**Aim of the task**
Render the records from the line with "Target: bush" up to and including the line with "x=573, y=404" as a Markdown table. Use a Row column for a running number and a Line column for the line itself, and skip blank lines.

**Rows**
* * * * * * *

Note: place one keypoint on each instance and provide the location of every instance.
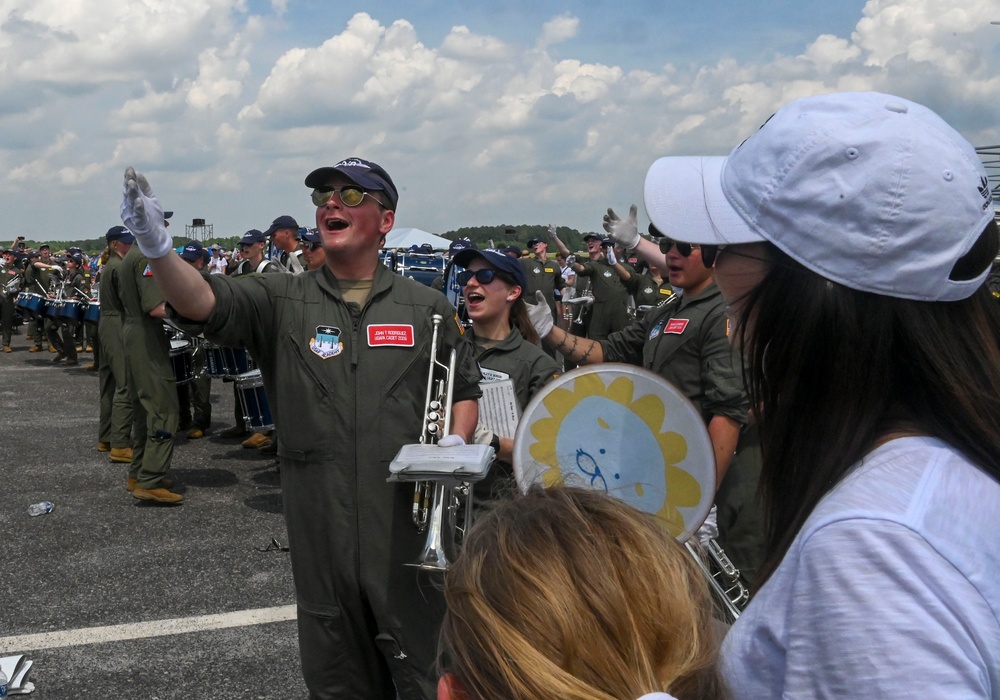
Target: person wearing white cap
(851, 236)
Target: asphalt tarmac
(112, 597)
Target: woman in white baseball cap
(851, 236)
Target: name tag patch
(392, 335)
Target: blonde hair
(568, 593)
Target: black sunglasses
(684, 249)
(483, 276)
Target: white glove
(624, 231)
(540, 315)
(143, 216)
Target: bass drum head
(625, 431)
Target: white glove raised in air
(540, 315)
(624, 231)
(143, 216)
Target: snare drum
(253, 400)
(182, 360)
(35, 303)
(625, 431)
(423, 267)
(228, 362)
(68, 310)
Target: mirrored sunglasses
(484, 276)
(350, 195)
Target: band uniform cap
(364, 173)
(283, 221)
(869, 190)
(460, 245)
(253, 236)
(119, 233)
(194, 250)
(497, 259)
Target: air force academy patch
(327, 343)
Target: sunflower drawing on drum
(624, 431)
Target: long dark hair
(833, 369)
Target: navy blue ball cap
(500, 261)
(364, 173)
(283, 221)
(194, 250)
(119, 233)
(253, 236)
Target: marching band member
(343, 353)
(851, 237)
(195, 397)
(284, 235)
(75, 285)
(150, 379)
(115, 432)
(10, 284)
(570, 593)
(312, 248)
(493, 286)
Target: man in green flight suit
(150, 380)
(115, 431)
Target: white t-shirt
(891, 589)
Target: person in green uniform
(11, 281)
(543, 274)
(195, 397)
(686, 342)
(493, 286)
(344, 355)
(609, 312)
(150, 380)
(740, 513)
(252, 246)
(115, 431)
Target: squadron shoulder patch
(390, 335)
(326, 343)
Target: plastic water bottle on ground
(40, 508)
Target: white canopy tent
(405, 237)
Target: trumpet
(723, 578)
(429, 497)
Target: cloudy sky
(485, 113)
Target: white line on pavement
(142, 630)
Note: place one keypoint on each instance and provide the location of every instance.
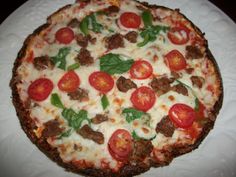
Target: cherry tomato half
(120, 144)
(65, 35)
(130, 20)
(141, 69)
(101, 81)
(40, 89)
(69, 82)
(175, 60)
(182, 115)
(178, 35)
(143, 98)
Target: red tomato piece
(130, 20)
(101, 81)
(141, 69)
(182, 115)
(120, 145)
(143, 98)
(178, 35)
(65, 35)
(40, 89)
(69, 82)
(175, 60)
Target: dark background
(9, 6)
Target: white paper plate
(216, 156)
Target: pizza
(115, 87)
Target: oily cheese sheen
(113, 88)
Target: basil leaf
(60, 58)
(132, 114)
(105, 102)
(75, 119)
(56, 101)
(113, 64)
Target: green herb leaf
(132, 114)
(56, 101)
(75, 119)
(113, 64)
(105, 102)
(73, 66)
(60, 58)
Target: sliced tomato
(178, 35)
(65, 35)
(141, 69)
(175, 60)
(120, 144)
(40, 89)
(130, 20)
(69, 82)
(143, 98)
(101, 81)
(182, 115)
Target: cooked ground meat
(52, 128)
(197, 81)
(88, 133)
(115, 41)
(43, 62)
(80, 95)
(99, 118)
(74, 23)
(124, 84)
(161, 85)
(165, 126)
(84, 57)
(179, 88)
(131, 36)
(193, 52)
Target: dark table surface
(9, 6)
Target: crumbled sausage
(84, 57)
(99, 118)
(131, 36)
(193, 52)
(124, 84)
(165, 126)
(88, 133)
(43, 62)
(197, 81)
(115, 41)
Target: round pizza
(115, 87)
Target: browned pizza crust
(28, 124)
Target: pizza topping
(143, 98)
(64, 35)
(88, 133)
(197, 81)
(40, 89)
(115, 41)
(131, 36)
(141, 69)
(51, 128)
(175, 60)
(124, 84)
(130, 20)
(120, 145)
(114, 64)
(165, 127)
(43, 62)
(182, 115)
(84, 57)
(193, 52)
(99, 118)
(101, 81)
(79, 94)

* * * * * * *

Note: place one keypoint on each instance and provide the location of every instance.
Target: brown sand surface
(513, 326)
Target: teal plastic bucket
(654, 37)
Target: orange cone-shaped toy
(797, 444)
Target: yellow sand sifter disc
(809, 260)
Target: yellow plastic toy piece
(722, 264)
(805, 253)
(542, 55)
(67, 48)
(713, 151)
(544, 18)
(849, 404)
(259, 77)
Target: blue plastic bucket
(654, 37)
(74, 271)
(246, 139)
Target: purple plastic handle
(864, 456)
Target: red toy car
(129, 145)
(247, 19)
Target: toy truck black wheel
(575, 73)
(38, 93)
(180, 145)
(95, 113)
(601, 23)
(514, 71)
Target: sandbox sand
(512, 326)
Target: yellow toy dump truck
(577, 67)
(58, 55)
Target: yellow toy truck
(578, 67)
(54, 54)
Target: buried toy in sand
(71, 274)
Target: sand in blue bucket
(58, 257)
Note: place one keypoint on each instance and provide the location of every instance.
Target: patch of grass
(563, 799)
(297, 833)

* * * * * * *

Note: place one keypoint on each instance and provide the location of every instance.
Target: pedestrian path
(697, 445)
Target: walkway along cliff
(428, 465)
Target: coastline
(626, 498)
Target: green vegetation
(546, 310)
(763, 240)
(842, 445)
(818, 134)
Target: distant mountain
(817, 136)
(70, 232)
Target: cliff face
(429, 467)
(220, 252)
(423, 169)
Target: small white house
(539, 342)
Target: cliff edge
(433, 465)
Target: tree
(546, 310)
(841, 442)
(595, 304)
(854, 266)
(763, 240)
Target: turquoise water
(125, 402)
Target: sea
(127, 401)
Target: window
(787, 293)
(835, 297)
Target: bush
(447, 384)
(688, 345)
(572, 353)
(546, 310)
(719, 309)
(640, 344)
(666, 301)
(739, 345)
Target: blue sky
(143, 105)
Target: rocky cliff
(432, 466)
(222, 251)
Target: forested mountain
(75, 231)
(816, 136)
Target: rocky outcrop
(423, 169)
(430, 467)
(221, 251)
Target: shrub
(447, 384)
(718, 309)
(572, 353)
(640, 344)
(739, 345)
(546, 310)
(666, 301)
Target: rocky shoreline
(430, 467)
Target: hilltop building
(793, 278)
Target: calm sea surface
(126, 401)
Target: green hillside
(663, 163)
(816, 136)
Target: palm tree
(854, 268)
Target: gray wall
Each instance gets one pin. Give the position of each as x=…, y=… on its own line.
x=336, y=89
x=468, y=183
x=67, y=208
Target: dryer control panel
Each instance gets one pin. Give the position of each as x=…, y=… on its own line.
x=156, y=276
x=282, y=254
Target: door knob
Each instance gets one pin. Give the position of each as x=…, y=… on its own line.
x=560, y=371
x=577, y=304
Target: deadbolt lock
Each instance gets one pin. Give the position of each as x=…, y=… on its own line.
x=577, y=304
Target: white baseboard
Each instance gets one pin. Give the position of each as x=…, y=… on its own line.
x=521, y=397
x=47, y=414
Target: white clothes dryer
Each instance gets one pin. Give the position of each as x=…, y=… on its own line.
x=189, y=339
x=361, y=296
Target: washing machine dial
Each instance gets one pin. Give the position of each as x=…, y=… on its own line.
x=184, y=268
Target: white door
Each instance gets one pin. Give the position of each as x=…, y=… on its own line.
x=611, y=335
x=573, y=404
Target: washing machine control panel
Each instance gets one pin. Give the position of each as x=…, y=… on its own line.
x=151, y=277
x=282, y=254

* * * * * * *

**Task output**
| Row | Line |
|---|---|
| 1 | Target: bush |
| 2 | (447, 384) |
| 3 | (688, 345) |
| 4 | (572, 353) |
| 5 | (546, 310) |
| 6 | (719, 309) |
| 7 | (640, 344) |
| 8 | (666, 301) |
| 9 | (739, 345) |
| 10 | Target: blue sky |
| 11 | (143, 105) |
| 12 | Target: rocky cliff |
| 13 | (432, 466) |
| 14 | (222, 251) |
| 15 | Target: forested mountain |
| 16 | (75, 231) |
| 17 | (816, 136) |
| 18 | Target: rocky outcrop |
| 19 | (423, 169) |
| 20 | (430, 467) |
| 21 | (221, 251) |
| 22 | Target: shrub |
| 23 | (447, 384) |
| 24 | (718, 309) |
| 25 | (572, 353) |
| 26 | (640, 344) |
| 27 | (739, 345) |
| 28 | (546, 310) |
| 29 | (666, 301) |
| 30 | Target: rocky shoreline |
| 31 | (430, 467) |
| 32 | Target: hilltop building |
| 33 | (793, 278) |
| 34 | Target: calm sea surface |
| 35 | (126, 401) |
| 36 | Target: green hillside |
| 37 | (663, 163) |
| 38 | (816, 136) |
| 39 | Target: palm tree |
| 40 | (854, 268) |
| 41 | Target: gray wall |
| 42 | Each instance gets one pin. Give the position of each as x=…, y=… on its own line. |
| 43 | x=336, y=89 |
| 44 | x=468, y=183 |
| 45 | x=67, y=208 |
| 46 | Target: dryer control panel |
| 47 | Each instance gets one pin. Give the position of each as x=…, y=… on its own line. |
| 48 | x=156, y=276 |
| 49 | x=282, y=254 |
| 50 | Target: door knob |
| 51 | Each instance gets one pin. Give the position of each as x=…, y=… on its own line. |
| 52 | x=560, y=371 |
| 53 | x=577, y=304 |
| 54 | Target: deadbolt lock |
| 55 | Each instance gets one pin. Give the position of each as x=…, y=… on its own line. |
| 56 | x=577, y=304 |
| 57 | Target: white baseboard |
| 58 | Each instance gets one pin. Give the position of each as x=…, y=… on its own line. |
| 59 | x=521, y=397 |
| 60 | x=47, y=414 |
| 61 | Target: white clothes dryer |
| 62 | Each instance gets one pin. Give the position of each as x=…, y=… on its own line. |
| 63 | x=189, y=339 |
| 64 | x=361, y=296 |
| 65 | Target: washing machine dial |
| 66 | Each instance gets one pin. Give the position of each as x=…, y=… on its own line. |
| 67 | x=184, y=268 |
| 68 | Target: white door |
| 69 | Each instance gets one pin. Give the position of each as x=…, y=… on its own line. |
| 70 | x=611, y=335 |
| 71 | x=573, y=404 |